Exercise requirements: Take the records underneath and set them down exactly.

Point-per-instance localization data:
- - -
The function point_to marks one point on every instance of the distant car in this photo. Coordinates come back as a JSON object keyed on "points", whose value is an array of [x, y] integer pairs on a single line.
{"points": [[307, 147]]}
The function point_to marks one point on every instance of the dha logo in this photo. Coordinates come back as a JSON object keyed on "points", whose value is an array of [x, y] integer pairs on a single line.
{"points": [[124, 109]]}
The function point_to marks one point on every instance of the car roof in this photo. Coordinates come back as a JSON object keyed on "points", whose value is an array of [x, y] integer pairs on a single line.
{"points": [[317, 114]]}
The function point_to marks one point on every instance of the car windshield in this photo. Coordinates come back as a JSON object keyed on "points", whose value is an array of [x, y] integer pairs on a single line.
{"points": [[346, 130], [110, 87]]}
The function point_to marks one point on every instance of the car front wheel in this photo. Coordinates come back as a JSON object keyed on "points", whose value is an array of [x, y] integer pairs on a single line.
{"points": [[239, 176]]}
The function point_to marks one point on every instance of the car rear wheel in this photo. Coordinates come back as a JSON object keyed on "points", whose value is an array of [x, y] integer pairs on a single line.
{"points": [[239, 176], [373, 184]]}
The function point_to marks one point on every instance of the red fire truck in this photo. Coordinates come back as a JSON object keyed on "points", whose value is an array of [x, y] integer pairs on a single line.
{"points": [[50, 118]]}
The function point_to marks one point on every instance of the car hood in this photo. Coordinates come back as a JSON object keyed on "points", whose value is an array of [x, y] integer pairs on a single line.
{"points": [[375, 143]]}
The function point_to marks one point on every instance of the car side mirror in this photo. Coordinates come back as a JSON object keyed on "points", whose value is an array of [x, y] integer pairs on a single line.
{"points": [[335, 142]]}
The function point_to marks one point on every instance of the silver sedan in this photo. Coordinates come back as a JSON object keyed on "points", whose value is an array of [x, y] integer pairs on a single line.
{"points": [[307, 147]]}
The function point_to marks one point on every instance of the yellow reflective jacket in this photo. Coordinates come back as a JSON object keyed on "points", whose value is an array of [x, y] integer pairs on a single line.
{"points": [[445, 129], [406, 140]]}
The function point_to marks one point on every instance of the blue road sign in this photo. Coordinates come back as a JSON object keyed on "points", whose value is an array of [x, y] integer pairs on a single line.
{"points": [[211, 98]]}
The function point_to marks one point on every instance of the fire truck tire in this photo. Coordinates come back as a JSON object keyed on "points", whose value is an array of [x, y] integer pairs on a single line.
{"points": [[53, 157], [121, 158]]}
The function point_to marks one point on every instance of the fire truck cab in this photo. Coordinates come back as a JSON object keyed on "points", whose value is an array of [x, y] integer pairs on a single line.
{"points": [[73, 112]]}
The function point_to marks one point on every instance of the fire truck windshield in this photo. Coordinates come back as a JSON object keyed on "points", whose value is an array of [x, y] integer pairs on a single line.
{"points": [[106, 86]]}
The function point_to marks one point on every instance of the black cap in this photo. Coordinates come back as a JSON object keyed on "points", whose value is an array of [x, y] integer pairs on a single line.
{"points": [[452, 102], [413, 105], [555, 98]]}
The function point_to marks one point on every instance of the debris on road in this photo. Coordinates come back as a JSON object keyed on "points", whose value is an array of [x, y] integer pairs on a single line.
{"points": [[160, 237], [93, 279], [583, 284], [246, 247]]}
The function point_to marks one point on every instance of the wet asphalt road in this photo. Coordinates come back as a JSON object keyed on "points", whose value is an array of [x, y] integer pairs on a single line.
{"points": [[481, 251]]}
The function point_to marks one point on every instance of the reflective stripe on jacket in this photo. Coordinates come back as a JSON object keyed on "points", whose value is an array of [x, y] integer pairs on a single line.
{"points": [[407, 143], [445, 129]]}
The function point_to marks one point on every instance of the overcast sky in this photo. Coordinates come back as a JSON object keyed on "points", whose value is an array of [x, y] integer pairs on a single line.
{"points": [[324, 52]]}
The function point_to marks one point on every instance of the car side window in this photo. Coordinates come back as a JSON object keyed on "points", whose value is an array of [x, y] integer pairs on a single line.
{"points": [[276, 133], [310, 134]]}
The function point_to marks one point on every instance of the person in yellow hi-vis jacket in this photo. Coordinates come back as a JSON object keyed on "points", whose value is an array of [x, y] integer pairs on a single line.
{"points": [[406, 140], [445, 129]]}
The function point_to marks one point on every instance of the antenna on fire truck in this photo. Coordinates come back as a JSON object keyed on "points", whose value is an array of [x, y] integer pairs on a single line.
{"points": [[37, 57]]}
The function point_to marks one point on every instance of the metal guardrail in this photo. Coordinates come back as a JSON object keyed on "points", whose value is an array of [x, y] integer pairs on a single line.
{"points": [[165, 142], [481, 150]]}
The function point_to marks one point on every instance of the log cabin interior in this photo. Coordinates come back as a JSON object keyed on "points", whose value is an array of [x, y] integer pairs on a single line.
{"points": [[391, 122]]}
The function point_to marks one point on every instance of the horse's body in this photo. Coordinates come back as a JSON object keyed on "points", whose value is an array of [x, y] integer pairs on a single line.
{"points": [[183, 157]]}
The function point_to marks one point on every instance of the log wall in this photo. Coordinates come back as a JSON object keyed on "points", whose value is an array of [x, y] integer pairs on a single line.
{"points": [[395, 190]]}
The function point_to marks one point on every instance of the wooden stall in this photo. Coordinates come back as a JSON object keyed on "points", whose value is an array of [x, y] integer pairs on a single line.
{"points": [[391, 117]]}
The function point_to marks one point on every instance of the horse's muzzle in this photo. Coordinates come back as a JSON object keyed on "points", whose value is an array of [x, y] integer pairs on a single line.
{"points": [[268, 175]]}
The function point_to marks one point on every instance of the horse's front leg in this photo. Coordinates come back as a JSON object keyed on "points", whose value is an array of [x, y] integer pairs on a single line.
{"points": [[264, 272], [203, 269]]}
- - -
Completed exercise:
The function point_to marks one point on every instance of the distant car in this photo. Coordinates come back as a JSON object keyed on "points", whose value is an array of [x, y] integer pairs on a single line.
{"points": [[307, 147]]}
The function point_to marks one point on every instance of the dha logo in this photo. Coordinates come back as a JSON object keyed on "points", whose value is an array of [x, y] integer pairs on a single line.
{"points": [[124, 109]]}
The function point_to marks one point on every instance of the car roof in this photo. Coordinates come back as a JSON object keyed on "points", whose value is an array of [x, y] integer pairs on a single line.
{"points": [[317, 114]]}
The function point_to marks one point on every instance of the car windshield in this photo. Coordinates come back as a JSON object keyed on "points", whose value is an array of [x, y] integer pairs on a single line.
{"points": [[346, 130], [110, 87]]}
The function point_to marks one point on every instance of the car front wheel in this photo. Coordinates come back as a JSON object keyed on "points", whose value is an array of [x, y] integer pairs on a single line.
{"points": [[239, 176]]}
The function point_to marks one point on every instance of the car rear wheel in this photo. Coordinates come back as a JSON object keyed on "points", whose value is an array of [x, y] integer pairs on a single line.
{"points": [[239, 176], [373, 184]]}
The function point_to marks one point on every instance of the red fire truck in this photo. Coordinates come back as a JSON object keyed on "points", whose value is an array of [x, y] integer pairs on a single line.
{"points": [[50, 118]]}
The function point_to marks one point on every instance of the car hood in this photo. Coordinates come back as a JSON object keyed on "points", whose value is an array of [x, y] integer pairs on a single line.
{"points": [[375, 143]]}
The function point_to marks one point on every instance of the car side mirror in this photo. Coordinates come back as a JSON object keyed on "points", whose value is an array of [x, y] integer pairs on a single line.
{"points": [[335, 142]]}
The function point_to marks one point on every instance of the silver sedan in this photo. Coordinates come back as a JSON object keyed on "points", whose value is an array of [x, y] integer pairs on a single line.
{"points": [[307, 147]]}
The function point_to marks one point on every instance of the yellow reflective jacket in this photo. Coordinates come back as a JSON object keyed on "points", whose value is an array of [x, y] integer pairs on a single line.
{"points": [[445, 129], [406, 140]]}
The function point_to marks one point on every instance of the blue road sign in this photo. Coordinates come back as a JSON object keyed on "points", whose value is an array of [x, y] integer pairs on a single line.
{"points": [[211, 98]]}
The function point_to marks one point on every instance of the fire truck tire in this photo. Coordinates come back as a JSON object keyed on "points", whose value is an array of [x, y] integer pairs on a single line.
{"points": [[53, 157], [121, 158]]}
The function point_to marks one point on every instance of the fire truck cab in this photo. Coordinates come back as a JSON object keyed on "points", whose value is an array of [x, y] integer pairs on a single line.
{"points": [[73, 112]]}
The function point_to marks one point on every instance of the fire truck windshield in this photo. Coordinates come back as a JSON object keyed on "points", whose value is an array of [x, y] integer pairs on a single line.
{"points": [[106, 86]]}
The function point_to marks one point on every instance of the black cap in this photo. Coordinates come back as a JSON object keyed on "points", whose value is an array of [x, y] integer pairs on a single line.
{"points": [[452, 102], [413, 105], [555, 98]]}
The function point_to marks one point on every instance of the debris on road in this photo. Coordinates come back as a JSON object keyed on "points", whose value is an array of [x, y] integer pairs on a single line.
{"points": [[160, 237], [93, 279], [583, 284], [246, 247]]}
The function point_to marks one point on every instance of the wet asphalt road in this photo. Coordinates come back as a JSON object keyed on "points", whose value is an array of [x, y] integer pairs on a single line.
{"points": [[481, 251]]}
The function point_to marks one point on every instance of the reflective stripe on jacket in this photo. Coordinates come back as a JSON object keyed on "points", whose value is an array of [x, y] integer pairs on a single line.
{"points": [[407, 143], [445, 129]]}
The function point_to marks one point on every instance of the overcast sky in this photo. Coordinates come back as a JSON object keyed on "points", whose value is an array of [x, y] integer pairs on a single line.
{"points": [[324, 52]]}
The function point_to marks one point on every instance of the car side window in this photo. Coordinates come back as a JSON object keyed on "points", whose value is an array of [x, y] integer pairs on a single line.
{"points": [[276, 133], [310, 134]]}
The function point_to marks one point on every instance of the person in yellow hi-vis jacket in this photo. Coordinates come back as a JSON object keyed on "points", whose value is an array of [x, y] integer pairs on a single line.
{"points": [[406, 140], [445, 129]]}
The function point_to marks one point on every instance of the antenna on fire truck in this photo. Coordinates come back as a JSON object keyed on "points", whose value is an array of [x, y] integer pairs on a single line.
{"points": [[37, 57]]}
The function point_to marks one point on every instance of the metal guardrail in this photo. Coordinates come back as a JSON object keyed on "points", whose value is an array of [x, y] integer pairs on a single line.
{"points": [[165, 142], [481, 150]]}
The function point_to marks one point on every instance of the log cabin interior in this photo. Coordinates come back as a JSON object keyed on "points", whose value is an array of [x, y] integer pairs on a single line.
{"points": [[391, 122]]}
The function point_to marks one point on every instance of the horse's body in this photo. Coordinates come back as a JSON object keyed on "points", whose value is an array of [x, y] integer pairs on a single line.
{"points": [[183, 157]]}
The function point_to marks one point on every instance of the log wall in this photo. Coordinates come back as a JSON object keyed on "points", whose value is an array of [x, y] integer pairs on a single line.
{"points": [[395, 190]]}
The function point_to marks one point on every instance of the wooden stall in this photo. Coordinates come back as a JSON object keyed on "points", whose value is an array of [x, y] integer pairs on a single line.
{"points": [[391, 117]]}
The function point_to marks one point on every instance of the horse's muzzle in this photo. Coordinates come back as a JSON object keyed on "points", whose value is an array of [x, y] integer pairs on a single line.
{"points": [[268, 175]]}
The function point_to marks one point on every instance of the horse's front leg in this photo. Coordinates come back as a JSON object keyed on "points", whose value is an array of [x, y] integer pairs on a single line.
{"points": [[264, 272], [203, 269]]}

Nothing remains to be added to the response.